=== Begin Enclosure ===

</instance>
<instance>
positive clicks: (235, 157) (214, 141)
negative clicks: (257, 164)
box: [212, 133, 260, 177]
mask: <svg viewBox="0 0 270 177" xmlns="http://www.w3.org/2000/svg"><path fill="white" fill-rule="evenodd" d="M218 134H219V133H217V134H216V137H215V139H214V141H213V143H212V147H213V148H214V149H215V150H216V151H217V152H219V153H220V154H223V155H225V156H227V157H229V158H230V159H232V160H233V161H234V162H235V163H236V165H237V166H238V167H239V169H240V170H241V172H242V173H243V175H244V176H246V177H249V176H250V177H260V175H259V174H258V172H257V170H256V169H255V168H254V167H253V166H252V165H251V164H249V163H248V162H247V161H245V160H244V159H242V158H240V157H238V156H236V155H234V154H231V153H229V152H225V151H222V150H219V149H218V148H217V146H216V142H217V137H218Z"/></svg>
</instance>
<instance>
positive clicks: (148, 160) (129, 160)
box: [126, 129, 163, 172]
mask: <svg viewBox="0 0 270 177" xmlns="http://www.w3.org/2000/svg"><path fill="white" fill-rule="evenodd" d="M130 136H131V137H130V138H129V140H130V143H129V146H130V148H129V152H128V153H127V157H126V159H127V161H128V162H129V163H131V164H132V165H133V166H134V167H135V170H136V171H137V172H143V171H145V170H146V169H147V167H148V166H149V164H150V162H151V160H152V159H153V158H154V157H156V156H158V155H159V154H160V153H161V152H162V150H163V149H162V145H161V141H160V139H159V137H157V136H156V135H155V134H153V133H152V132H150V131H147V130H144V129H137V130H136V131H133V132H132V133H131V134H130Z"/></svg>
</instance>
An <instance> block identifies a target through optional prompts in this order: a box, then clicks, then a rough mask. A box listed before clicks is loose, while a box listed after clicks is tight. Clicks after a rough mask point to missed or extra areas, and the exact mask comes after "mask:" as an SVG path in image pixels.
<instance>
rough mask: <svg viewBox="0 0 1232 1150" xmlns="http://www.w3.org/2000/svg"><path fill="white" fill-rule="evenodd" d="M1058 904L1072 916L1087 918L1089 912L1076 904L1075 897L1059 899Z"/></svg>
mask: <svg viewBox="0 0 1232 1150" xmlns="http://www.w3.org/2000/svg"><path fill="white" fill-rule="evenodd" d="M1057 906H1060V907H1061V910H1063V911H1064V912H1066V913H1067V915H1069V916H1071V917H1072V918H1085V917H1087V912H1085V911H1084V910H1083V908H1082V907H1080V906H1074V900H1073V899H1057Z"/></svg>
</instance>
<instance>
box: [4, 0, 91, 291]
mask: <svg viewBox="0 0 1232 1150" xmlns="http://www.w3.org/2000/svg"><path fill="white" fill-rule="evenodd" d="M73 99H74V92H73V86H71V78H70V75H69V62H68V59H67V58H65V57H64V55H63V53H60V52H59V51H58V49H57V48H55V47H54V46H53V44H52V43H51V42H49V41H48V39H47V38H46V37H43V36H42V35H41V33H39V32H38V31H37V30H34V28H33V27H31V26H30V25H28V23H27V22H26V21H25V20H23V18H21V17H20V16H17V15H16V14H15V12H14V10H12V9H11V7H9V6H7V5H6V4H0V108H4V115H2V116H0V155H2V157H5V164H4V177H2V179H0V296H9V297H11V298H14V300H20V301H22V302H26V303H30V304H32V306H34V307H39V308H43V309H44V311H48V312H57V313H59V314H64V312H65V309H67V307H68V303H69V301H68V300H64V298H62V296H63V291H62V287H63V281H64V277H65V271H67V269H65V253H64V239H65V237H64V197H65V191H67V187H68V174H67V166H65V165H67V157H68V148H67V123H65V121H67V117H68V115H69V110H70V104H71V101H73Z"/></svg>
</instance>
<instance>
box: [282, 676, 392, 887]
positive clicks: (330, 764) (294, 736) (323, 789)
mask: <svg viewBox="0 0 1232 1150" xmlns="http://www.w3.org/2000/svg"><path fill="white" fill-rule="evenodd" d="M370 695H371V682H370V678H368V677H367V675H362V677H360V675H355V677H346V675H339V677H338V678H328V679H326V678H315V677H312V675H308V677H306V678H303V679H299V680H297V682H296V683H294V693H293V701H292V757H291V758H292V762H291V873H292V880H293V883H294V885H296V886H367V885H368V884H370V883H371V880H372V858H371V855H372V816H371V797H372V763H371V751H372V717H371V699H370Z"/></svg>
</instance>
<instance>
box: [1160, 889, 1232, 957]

=== End Enclosure ===

__EXERCISE DIRECTIONS__
Edit the data above so that every "positive clicks" becomes "foreground clicks", and leave everything else unchanged.

__YOUR RESPONSE__
</instance>
<instance>
foreground clicks: (235, 157) (214, 141)
negative clicks: (257, 164)
box: [212, 133, 260, 177]
mask: <svg viewBox="0 0 270 177" xmlns="http://www.w3.org/2000/svg"><path fill="white" fill-rule="evenodd" d="M218 134H219V133H217V134H216V137H215V139H214V141H213V143H212V147H213V148H214V149H215V150H216V151H217V152H219V153H220V154H223V155H225V156H227V157H229V158H230V159H232V160H233V161H234V162H235V163H236V165H237V166H238V167H239V169H240V170H241V172H242V173H243V175H244V176H246V177H249V176H250V177H260V175H259V174H258V172H257V170H256V169H255V168H254V167H253V166H252V165H251V164H249V163H248V162H247V161H245V160H244V159H242V158H240V157H238V156H236V155H234V154H231V153H229V152H225V151H222V150H219V149H218V148H217V146H216V142H217V137H218Z"/></svg>
</instance>
<instance>
foreground clicks: (148, 160) (129, 160)
box: [126, 129, 163, 172]
mask: <svg viewBox="0 0 270 177" xmlns="http://www.w3.org/2000/svg"><path fill="white" fill-rule="evenodd" d="M130 136H131V137H130V138H129V140H130V143H129V146H130V148H129V152H128V153H127V157H126V159H127V161H128V162H129V163H131V164H132V165H133V166H134V167H135V170H136V171H137V172H143V171H145V170H146V169H147V167H148V166H149V164H150V162H151V160H152V159H153V158H154V157H156V156H158V155H159V154H160V153H161V152H162V150H163V149H162V145H161V141H160V139H159V137H157V136H156V135H155V134H153V133H152V132H150V131H147V130H144V129H137V130H136V131H133V132H132V133H131V134H130Z"/></svg>
</instance>
An <instance> block identifies a target through optional prompts in this order: a box, then clicks, then a rough mask. A box listed before clicks is loose, while a box listed after clicks is tight. Clicks after a rough mask point to missed or extra areas, and the exact mask comes after "mask:" as an SVG path in image pixels.
<instance>
rough mask: <svg viewBox="0 0 1232 1150" xmlns="http://www.w3.org/2000/svg"><path fill="white" fill-rule="evenodd" d="M1058 904L1072 916L1087 918L1089 912L1076 904L1075 897L1059 899Z"/></svg>
mask: <svg viewBox="0 0 1232 1150" xmlns="http://www.w3.org/2000/svg"><path fill="white" fill-rule="evenodd" d="M1057 906H1060V907H1061V910H1063V911H1064V912H1066V913H1067V915H1069V916H1071V917H1072V918H1085V917H1087V912H1085V911H1084V910H1083V908H1082V907H1080V906H1074V900H1073V899H1057Z"/></svg>
</instance>
<instance>
box: [4, 0, 91, 291]
mask: <svg viewBox="0 0 1232 1150" xmlns="http://www.w3.org/2000/svg"><path fill="white" fill-rule="evenodd" d="M73 99H74V92H73V86H71V78H70V75H69V62H68V59H67V58H65V57H64V55H63V53H60V52H59V51H58V49H57V48H55V47H54V46H53V44H52V43H51V42H49V41H48V39H47V38H46V37H43V36H42V35H41V33H39V32H38V31H37V30H34V28H33V27H31V26H30V25H28V23H27V22H26V21H25V20H23V18H21V17H20V16H17V15H16V14H15V12H14V10H12V9H11V7H9V6H7V5H6V4H0V108H4V115H2V116H0V155H2V157H5V164H4V177H2V179H0V296H9V297H11V298H14V300H20V301H22V302H26V303H30V304H32V306H34V307H39V308H43V309H44V311H48V312H57V313H59V314H64V312H65V309H67V307H68V303H69V301H68V300H64V298H62V296H63V291H62V287H63V281H64V277H65V271H67V269H65V253H64V239H65V237H64V197H65V191H67V187H68V174H67V166H65V165H67V157H68V148H67V123H65V121H67V117H68V115H69V110H70V104H71V101H73Z"/></svg>
</instance>
<instance>
box: [282, 676, 392, 887]
foreground clicks: (330, 764) (294, 736) (323, 789)
mask: <svg viewBox="0 0 1232 1150" xmlns="http://www.w3.org/2000/svg"><path fill="white" fill-rule="evenodd" d="M370 695H371V682H370V678H368V677H367V675H362V677H360V675H355V677H346V675H339V677H338V678H328V679H326V678H315V677H312V675H308V677H306V678H303V679H299V680H297V682H296V683H294V693H293V701H292V757H291V758H292V762H291V873H292V880H293V883H294V885H296V886H367V885H368V884H370V883H371V880H372V858H371V855H372V816H371V797H372V763H371V751H372V717H371V699H370Z"/></svg>
</instance>
<instance>
box: [1160, 889, 1232, 957]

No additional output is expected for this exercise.